**PEDIDO 1:**
Altere nos registos tudo o que vai da linha que contém "chair back in this photo." até ao fim dos registos, substituindo "tile backsplash" por "stone backsplash" e mantendo o resto inalterado. Devolva apenas esse trecho.

=== EXCERTO SELECIONADO ===

X) Pretende em contrário a Recorrente arrogar-se da aplicação cumulativa das alíneas b) e c) do referido art. 279° do CC. Contudo, não lhe assiste razão porquanto,
Y) A Jurisprudência tem sido unânime na aplicação exclusiva da alínea c) do referido artigo, na medida em que este confere desde logo um beneficio ao interessado, pelo que não se justifica a tutela acrescida da alínea b) do art. 279° do CC e o consequente início da contagem do prazo no dia seguinte à consulta das peças do procedimento.
Z) Tendo o Tribunal entendido que o direito de acção da Recorrente caducara, pretende este defender que o seu pedido foi tempestivo, em virtude de os regulamentos serem impugnáveis a todo o tempo, sob pena de inconstitucionalidade, assim encetando uma desnecessária dissertação sobre matérias fora do objecto do presente litígio. Vejamos pois, como não lhe assiste razão:
AA) Em primeiro lugar, no caso em apreço não se pode aplicar o regime geral de impugnação de normas constante do art. 72° e seguintes do CPTA. Com efeito, a impugnação directa dos regulamentos, com tais pressupostos processuais, é uma excepção à regra, uma faculdade que a Lei confere apenas e em sede de procedimentos pré contratuais, nos termos do art. 100/2 do CPTA.
BB) Em larga escala, atendendo às especificidades da matéria e a imposições de direito Comunitário, em que apenas uma tutela célere poderá ser eficaz.
CC) Como bem refere Pedro Gonçalves (ob. cit), o art 100, n.º 2 do CPTA veio, em primeira linha, conferir legitimidade aos interessados sem exigir o preenchimento dos apertados requisitos do art. 73, n.° 1 e 2 do CPTA, pelo que
DD) Estamos perante um regime especial, que estará naturalmente sujeito aos prazos de propositura previstos na secção II, ou seja, observância do prazo de um mês, a contar do conhecimento.

=== REGISTOS FORNECIDOS ===

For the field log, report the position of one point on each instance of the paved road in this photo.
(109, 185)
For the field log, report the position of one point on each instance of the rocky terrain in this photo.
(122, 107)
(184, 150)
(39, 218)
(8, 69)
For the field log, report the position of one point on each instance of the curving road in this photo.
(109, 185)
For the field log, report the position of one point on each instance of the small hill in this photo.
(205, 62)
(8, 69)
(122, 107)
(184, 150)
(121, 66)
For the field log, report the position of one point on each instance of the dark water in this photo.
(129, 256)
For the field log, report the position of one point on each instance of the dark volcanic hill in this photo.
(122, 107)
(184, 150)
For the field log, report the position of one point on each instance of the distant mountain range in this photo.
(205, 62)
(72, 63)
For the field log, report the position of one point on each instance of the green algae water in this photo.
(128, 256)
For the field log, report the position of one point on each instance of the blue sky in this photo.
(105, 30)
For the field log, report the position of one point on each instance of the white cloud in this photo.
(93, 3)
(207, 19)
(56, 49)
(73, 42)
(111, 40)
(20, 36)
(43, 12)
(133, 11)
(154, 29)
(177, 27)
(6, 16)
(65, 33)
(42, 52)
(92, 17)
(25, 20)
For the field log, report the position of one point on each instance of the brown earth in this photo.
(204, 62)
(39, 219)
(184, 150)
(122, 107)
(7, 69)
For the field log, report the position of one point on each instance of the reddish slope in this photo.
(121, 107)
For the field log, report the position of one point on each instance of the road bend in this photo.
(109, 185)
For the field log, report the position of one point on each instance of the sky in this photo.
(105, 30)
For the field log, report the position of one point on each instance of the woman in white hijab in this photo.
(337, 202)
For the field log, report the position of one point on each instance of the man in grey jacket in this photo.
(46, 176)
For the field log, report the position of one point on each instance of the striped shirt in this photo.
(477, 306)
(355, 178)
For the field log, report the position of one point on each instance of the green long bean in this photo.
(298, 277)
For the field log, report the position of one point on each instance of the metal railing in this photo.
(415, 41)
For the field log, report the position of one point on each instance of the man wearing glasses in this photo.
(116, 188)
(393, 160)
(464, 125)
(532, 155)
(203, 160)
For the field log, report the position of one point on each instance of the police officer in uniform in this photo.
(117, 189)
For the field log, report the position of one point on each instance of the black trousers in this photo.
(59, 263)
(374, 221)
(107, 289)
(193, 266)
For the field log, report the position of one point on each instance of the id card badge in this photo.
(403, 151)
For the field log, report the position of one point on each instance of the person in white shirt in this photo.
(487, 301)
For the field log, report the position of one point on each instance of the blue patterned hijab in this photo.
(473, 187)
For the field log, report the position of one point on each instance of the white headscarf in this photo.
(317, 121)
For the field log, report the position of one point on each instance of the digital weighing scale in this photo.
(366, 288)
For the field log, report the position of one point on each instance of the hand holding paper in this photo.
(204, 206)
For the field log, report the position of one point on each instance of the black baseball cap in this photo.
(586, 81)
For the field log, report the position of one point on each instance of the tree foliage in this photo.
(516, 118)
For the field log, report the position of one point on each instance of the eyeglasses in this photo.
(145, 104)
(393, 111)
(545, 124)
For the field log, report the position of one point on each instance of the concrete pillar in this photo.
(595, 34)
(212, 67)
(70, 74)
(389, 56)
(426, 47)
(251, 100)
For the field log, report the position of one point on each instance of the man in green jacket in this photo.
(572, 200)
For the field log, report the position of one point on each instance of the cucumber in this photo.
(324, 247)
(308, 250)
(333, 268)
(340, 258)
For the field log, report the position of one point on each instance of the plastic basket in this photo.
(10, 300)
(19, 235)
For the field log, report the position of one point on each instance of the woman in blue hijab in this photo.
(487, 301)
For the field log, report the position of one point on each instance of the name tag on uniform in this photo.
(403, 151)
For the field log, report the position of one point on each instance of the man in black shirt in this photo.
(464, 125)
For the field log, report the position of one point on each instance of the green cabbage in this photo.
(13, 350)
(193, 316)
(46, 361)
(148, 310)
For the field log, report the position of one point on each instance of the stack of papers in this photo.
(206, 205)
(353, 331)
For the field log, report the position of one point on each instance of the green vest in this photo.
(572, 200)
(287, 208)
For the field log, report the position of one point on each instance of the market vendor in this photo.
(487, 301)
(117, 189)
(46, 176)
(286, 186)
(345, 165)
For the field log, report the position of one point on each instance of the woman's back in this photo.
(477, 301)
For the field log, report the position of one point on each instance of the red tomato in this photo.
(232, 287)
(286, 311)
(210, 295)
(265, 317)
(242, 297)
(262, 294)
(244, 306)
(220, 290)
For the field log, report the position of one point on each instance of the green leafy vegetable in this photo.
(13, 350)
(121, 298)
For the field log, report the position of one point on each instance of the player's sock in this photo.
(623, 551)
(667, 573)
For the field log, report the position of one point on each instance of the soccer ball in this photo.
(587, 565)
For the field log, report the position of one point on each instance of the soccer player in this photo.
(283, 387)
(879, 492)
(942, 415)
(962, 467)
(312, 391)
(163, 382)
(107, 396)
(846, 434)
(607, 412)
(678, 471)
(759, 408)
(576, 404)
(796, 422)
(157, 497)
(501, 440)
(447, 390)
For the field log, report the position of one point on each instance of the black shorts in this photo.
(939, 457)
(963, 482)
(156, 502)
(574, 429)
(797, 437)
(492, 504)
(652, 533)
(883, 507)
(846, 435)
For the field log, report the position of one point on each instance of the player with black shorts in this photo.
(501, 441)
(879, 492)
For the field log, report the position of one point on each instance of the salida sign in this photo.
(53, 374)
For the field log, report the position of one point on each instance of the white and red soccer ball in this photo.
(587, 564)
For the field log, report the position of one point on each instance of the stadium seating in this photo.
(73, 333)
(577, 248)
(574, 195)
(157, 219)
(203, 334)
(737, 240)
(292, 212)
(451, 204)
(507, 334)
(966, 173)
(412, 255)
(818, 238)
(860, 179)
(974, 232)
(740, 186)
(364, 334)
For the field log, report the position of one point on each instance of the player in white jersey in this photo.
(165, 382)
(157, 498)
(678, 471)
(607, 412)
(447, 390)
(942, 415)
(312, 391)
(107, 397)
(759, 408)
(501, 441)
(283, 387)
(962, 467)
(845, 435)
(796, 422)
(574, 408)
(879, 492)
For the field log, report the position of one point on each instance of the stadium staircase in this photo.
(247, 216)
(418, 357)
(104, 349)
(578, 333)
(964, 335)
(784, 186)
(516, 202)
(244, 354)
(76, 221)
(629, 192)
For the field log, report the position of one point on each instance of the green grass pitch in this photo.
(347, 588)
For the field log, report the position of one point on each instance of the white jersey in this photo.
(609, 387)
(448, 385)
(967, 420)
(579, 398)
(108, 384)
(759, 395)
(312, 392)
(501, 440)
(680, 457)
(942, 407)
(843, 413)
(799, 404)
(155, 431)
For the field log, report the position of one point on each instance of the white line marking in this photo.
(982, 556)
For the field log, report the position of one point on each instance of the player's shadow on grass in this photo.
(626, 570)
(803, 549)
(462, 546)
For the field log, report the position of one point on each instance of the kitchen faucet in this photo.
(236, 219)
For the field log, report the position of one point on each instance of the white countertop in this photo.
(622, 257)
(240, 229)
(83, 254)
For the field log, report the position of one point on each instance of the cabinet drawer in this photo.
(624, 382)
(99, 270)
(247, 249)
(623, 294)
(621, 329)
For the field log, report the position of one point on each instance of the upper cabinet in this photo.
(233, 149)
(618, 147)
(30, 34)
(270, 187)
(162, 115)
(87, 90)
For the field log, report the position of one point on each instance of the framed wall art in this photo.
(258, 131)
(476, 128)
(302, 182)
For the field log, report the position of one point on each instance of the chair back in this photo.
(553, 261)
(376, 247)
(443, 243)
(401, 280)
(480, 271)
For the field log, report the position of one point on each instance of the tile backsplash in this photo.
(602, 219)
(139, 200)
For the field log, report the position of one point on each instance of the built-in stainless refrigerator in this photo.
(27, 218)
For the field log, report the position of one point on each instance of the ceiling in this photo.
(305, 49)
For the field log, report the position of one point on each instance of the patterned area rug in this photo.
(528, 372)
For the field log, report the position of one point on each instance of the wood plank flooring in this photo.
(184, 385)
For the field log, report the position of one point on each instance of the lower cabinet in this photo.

===

**PEDIDO 2:**
Transcreva na íntegra, sem qualquer alteração, o excerto selecionado sobre o prazo de impugnação no CPTA.

**RESPOSTA FINAL 1:**
For the field log, report the position of one point on each instance of the chair back in this photo.
(553, 261)
(376, 247)
(443, 243)
(401, 280)
(480, 271)
For the field log, report the position of one point on each instance of the stone backsplash in this photo.
(602, 219)
(139, 200)
For the field log, report the position of one point on each instance of the built-in stainless refrigerator in this photo.
(27, 218)
For the field log, report the position of one point on each instance of the ceiling in this photo.
(305, 49)
For the field log, report the position of one point on each instance of the patterned area rug in this photo.
(528, 372)
For the field log, report the position of one point on each instance of the wood plank flooring in this photo.
(184, 385)
For the field log, report the position of one point on each instance of the lower cabinet in this photo.

**RESPOSTA FINAL 2:**
X) Pretende em contrário a Recorrente arrogar-se da aplicação cumulativa das alíneas b) e c) do referido art. 279° do CC. Contudo, não lhe assiste razão porquanto,
Y) A Jurisprudência tem sido unânime na aplicação exclusiva da alínea c) do referido artigo, na medida em que este confere desde logo um beneficio ao interessado, pelo que não se justifica a tutela acrescida da alínea b) do art. 279° do CC e o consequente início da contagem do prazo no dia seguinte à consulta das peças do procedimento.
Z) Tendo o Tribunal entendido que o direito de acção da Recorrente caducara, pretende este defender que o seu pedido foi tempestivo, em virtude de os regulamentos serem impugnáveis a todo o tempo, sob pena de inconstitucionalidade, assim encetando uma desnecessária dissertação sobre matérias fora do objecto do presente litígio. Vejamos pois, como não lhe assiste razão:
AA) Em primeiro lugar, no caso em apreço não se pode aplicar o regime geral de impugnação de normas constante do art. 72° e seguintes do CPTA. Com efeito, a impugnação directa dos regulamentos, com tais pressupostos processuais, é uma excepção à regra, uma faculdade que a Lei confere apenas e em sede de procedimentos pré contratuais, nos termos do art. 100/2 do CPTA.
BB) Em larga escala, atendendo às especificidades da matéria e a imposições de direito Comunitário, em que apenas uma tutela célere poderá ser eficaz.
CC) Como bem refere Pedro Gonçalves (ob. cit), o art 100, n.º 2 do CPTA veio, em primeira linha, conferir legitimidade aos interessados sem exigir o preenchimento dos apertados requisitos do art. 73, n.° 1 e 2 do CPTA, pelo que
DD) Estamos perante um regime especial, que estará naturalmente sujeito aos prazos de propositura previstos na secção II, ou seja, observância do prazo de um mês, a contar do conhecimento.